■ **Task details**: In the records that follow, count each line where the string "sign" occurs. Provide the total and no other text.

Data items:
==========

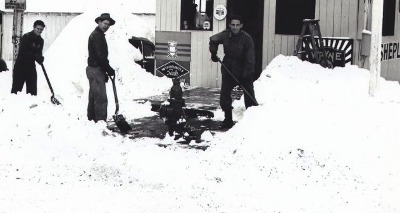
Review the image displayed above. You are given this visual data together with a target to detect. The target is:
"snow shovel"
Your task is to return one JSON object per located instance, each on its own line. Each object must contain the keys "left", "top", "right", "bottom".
{"left": 217, "top": 58, "right": 259, "bottom": 106}
{"left": 109, "top": 75, "right": 132, "bottom": 133}
{"left": 40, "top": 63, "right": 61, "bottom": 105}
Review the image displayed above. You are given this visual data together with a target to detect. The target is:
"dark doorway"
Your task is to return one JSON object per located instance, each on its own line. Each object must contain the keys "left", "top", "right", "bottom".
{"left": 227, "top": 0, "right": 264, "bottom": 80}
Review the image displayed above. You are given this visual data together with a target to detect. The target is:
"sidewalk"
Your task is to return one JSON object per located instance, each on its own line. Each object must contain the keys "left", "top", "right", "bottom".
{"left": 110, "top": 87, "right": 242, "bottom": 139}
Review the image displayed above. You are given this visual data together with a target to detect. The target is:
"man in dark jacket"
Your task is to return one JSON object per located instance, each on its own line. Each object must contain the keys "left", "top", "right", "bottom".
{"left": 11, "top": 20, "right": 45, "bottom": 96}
{"left": 86, "top": 13, "right": 116, "bottom": 122}
{"left": 209, "top": 15, "right": 258, "bottom": 129}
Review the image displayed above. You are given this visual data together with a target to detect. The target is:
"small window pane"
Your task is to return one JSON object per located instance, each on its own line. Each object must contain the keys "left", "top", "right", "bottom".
{"left": 275, "top": 0, "right": 316, "bottom": 35}
{"left": 382, "top": 0, "right": 396, "bottom": 36}
{"left": 181, "top": 0, "right": 213, "bottom": 31}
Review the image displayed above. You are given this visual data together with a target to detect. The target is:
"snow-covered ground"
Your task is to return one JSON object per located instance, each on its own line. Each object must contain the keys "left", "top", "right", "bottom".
{"left": 1, "top": 2, "right": 400, "bottom": 213}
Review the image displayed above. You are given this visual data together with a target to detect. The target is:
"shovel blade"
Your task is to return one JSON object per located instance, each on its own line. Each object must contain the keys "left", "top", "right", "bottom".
{"left": 51, "top": 96, "right": 61, "bottom": 105}
{"left": 113, "top": 114, "right": 132, "bottom": 133}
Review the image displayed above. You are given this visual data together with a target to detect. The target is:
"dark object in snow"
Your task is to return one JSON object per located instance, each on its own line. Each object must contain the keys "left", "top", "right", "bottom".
{"left": 151, "top": 79, "right": 214, "bottom": 142}
{"left": 110, "top": 75, "right": 132, "bottom": 133}
{"left": 39, "top": 63, "right": 61, "bottom": 105}
{"left": 219, "top": 120, "right": 235, "bottom": 130}
{"left": 0, "top": 58, "right": 8, "bottom": 72}
{"left": 128, "top": 36, "right": 155, "bottom": 74}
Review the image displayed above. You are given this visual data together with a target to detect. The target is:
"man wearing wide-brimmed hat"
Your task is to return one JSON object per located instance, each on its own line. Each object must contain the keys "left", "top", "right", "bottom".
{"left": 86, "top": 13, "right": 116, "bottom": 122}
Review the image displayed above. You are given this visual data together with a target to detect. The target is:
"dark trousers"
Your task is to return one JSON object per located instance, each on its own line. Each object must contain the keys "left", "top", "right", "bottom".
{"left": 86, "top": 66, "right": 108, "bottom": 122}
{"left": 220, "top": 74, "right": 257, "bottom": 112}
{"left": 11, "top": 63, "right": 37, "bottom": 96}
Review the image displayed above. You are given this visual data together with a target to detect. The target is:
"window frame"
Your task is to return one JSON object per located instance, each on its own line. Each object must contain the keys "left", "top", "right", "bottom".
{"left": 180, "top": 0, "right": 214, "bottom": 31}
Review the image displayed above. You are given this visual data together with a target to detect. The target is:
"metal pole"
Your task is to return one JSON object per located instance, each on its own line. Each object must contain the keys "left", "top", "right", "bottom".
{"left": 12, "top": 9, "right": 24, "bottom": 67}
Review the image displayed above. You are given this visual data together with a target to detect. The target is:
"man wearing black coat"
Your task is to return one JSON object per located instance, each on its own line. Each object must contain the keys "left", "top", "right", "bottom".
{"left": 11, "top": 20, "right": 45, "bottom": 96}
{"left": 86, "top": 13, "right": 116, "bottom": 122}
{"left": 209, "top": 15, "right": 258, "bottom": 129}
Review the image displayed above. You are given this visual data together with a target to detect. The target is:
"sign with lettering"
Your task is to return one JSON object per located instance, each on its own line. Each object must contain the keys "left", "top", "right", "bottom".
{"left": 5, "top": 0, "right": 26, "bottom": 10}
{"left": 156, "top": 31, "right": 191, "bottom": 85}
{"left": 302, "top": 47, "right": 345, "bottom": 67}
{"left": 156, "top": 60, "right": 189, "bottom": 79}
{"left": 381, "top": 42, "right": 400, "bottom": 61}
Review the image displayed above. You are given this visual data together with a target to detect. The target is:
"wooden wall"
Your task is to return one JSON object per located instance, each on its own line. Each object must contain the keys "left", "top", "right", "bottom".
{"left": 156, "top": 0, "right": 226, "bottom": 88}
{"left": 262, "top": 0, "right": 361, "bottom": 69}
{"left": 1, "top": 12, "right": 80, "bottom": 60}
{"left": 157, "top": 0, "right": 400, "bottom": 86}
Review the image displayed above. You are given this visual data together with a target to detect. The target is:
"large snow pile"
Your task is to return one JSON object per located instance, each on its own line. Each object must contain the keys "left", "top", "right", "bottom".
{"left": 1, "top": 53, "right": 399, "bottom": 212}
{"left": 208, "top": 55, "right": 400, "bottom": 212}
{"left": 0, "top": 10, "right": 171, "bottom": 121}
{"left": 1, "top": 11, "right": 399, "bottom": 210}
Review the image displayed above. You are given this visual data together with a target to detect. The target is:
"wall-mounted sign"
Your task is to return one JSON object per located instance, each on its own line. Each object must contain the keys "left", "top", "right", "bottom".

==========

■ **Exercise answer**: 2